Aim: Format the listing from the line with "TARGET = paved walkway" up to and including the line with "column 368, row 217" as a two-column CSV with the headers request and answer, giving one row for each request. Put each value in a single quoted field, and replace any line breaks inside it with spaces.

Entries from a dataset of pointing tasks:
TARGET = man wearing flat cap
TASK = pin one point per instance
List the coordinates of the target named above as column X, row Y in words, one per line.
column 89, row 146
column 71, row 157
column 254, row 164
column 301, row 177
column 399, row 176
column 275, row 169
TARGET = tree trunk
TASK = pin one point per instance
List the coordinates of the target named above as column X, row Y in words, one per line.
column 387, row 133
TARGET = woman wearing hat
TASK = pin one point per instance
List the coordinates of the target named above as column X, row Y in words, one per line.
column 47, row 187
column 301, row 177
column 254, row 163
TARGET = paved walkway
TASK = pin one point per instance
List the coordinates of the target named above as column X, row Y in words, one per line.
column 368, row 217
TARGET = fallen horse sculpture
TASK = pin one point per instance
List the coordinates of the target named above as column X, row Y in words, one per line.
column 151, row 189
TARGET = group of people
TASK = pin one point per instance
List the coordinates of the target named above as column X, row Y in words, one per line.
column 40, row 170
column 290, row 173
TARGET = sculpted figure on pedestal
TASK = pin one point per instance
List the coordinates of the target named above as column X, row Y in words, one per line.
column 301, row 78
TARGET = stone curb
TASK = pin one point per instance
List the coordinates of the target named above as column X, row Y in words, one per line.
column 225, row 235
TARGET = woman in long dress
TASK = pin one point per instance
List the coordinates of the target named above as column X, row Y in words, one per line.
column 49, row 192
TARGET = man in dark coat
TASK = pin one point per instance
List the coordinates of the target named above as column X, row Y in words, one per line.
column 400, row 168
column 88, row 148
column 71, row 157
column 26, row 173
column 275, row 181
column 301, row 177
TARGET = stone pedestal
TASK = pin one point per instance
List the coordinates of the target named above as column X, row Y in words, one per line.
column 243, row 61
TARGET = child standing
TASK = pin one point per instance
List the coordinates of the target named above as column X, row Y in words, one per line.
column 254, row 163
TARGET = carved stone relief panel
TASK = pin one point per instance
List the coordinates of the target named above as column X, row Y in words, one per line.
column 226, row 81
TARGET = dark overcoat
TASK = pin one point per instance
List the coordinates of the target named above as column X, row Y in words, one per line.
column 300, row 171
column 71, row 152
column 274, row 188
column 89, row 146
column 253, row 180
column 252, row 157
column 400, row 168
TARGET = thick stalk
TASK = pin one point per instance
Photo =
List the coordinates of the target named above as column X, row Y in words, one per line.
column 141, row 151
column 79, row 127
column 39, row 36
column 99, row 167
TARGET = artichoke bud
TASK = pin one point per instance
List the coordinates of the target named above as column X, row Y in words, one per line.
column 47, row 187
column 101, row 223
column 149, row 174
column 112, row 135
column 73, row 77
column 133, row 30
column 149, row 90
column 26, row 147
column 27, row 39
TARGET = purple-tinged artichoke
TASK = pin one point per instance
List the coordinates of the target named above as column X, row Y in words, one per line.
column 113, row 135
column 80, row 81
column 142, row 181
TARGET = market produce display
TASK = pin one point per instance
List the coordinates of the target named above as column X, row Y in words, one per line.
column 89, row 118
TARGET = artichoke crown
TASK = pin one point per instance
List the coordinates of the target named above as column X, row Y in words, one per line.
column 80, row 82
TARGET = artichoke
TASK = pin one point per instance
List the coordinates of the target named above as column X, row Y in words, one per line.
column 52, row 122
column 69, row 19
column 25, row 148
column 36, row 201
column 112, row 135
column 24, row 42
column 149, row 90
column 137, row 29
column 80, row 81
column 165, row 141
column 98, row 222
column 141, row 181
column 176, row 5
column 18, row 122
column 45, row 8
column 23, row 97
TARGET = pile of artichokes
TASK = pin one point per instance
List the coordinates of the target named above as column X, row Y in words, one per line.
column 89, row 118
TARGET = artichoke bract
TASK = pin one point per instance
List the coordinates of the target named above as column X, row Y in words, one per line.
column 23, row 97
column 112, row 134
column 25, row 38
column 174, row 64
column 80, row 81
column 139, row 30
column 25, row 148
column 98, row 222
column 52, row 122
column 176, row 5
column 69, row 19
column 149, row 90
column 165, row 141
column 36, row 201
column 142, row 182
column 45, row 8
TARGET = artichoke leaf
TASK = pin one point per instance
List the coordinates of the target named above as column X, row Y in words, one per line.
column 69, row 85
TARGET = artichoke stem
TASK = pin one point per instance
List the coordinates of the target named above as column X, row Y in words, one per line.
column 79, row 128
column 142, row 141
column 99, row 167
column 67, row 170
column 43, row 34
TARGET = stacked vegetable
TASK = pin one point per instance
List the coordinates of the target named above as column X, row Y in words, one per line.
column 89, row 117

Finished task:
request,answer
"TARGET = paved walkway TASK = pin one point per instance List the coordinates of the target named above as column X, row Y in words, one per line.","column 368, row 217"